## INSTRUCTIONS TO FOLLOW:
Please arrange everything from the first line of the data down to the line containing "184 201 L 184", both included, as a Markdown table with the columns Row and Data line, leaving out blank lines.

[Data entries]
****************************************
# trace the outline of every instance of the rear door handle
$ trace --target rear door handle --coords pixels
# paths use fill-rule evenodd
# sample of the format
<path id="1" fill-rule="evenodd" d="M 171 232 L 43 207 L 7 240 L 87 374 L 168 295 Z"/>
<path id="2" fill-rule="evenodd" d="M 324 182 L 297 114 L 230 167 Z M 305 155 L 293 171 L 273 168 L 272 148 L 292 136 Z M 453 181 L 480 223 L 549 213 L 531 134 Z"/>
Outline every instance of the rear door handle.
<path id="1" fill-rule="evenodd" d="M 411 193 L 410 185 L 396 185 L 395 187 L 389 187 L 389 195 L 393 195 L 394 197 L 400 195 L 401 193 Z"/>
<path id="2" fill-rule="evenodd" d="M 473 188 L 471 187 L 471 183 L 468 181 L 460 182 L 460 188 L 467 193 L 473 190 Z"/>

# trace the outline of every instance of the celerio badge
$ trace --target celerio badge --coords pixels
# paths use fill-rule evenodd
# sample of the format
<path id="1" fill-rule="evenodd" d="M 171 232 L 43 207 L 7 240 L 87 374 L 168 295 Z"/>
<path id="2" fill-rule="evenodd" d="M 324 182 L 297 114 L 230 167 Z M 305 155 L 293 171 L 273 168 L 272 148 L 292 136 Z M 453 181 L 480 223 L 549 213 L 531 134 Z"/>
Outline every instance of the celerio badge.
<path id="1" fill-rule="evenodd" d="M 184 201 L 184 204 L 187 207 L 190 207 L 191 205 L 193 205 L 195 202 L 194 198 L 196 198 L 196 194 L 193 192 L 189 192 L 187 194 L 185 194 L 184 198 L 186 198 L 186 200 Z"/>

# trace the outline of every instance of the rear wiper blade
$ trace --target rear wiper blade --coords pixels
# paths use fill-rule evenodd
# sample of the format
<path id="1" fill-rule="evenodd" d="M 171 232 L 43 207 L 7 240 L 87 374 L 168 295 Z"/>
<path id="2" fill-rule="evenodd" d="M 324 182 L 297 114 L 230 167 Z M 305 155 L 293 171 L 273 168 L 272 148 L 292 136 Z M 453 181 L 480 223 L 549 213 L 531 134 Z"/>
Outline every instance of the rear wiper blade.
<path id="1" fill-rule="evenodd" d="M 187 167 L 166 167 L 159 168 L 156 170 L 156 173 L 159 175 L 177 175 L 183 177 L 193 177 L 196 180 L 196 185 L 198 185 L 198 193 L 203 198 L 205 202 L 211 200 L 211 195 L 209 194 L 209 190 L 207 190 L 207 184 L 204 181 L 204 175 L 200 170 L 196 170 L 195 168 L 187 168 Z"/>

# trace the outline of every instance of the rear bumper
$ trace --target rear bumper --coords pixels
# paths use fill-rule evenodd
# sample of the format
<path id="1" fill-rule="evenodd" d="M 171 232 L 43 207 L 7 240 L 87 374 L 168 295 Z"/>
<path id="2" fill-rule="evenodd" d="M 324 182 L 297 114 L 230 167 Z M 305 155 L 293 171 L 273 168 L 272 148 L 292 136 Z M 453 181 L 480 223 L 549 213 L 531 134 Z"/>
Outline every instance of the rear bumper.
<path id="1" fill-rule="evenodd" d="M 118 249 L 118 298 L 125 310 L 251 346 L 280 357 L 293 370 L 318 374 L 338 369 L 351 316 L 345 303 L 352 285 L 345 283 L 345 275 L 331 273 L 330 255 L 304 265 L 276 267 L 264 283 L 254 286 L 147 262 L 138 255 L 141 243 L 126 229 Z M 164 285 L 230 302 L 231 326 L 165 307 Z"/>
****************************************
## CORRECT OUTPUT:
| Row | Data line |
|---|---|
| 1 | # trace the outline of every instance of the rear door handle |
| 2 | $ trace --target rear door handle --coords pixels |
| 3 | # paths use fill-rule evenodd |
| 4 | # sample of the format |
| 5 | <path id="1" fill-rule="evenodd" d="M 171 232 L 43 207 L 7 240 L 87 374 L 168 295 Z"/> |
| 6 | <path id="2" fill-rule="evenodd" d="M 324 182 L 297 114 L 230 167 Z M 305 155 L 293 171 L 273 168 L 272 148 L 292 136 Z M 453 181 L 480 223 L 549 213 L 531 134 Z"/> |
| 7 | Outline every instance of the rear door handle. |
| 8 | <path id="1" fill-rule="evenodd" d="M 411 193 L 410 185 L 396 185 L 395 187 L 389 187 L 389 195 L 393 195 L 394 197 L 400 195 L 401 193 Z"/> |
| 9 | <path id="2" fill-rule="evenodd" d="M 473 188 L 471 187 L 471 183 L 468 181 L 460 182 L 460 188 L 467 193 L 473 190 Z"/> |
| 10 | # trace the outline of every instance of the celerio badge |
| 11 | $ trace --target celerio badge --coords pixels |
| 12 | # paths use fill-rule evenodd |
| 13 | # sample of the format |
| 14 | <path id="1" fill-rule="evenodd" d="M 171 232 L 43 207 L 7 240 L 87 374 L 168 295 Z"/> |
| 15 | <path id="2" fill-rule="evenodd" d="M 324 182 L 297 114 L 230 167 Z M 305 155 L 293 171 L 273 168 L 272 148 L 292 136 Z M 453 181 L 480 223 L 549 213 L 531 134 Z"/> |
| 16 | Outline every instance of the celerio badge. |
| 17 | <path id="1" fill-rule="evenodd" d="M 184 201 L 184 204 L 187 207 L 190 207 L 191 205 L 193 205 L 195 202 L 194 198 L 196 198 L 196 194 L 193 192 L 189 192 L 187 194 L 185 194 L 184 198 L 186 198 L 186 200 Z"/> |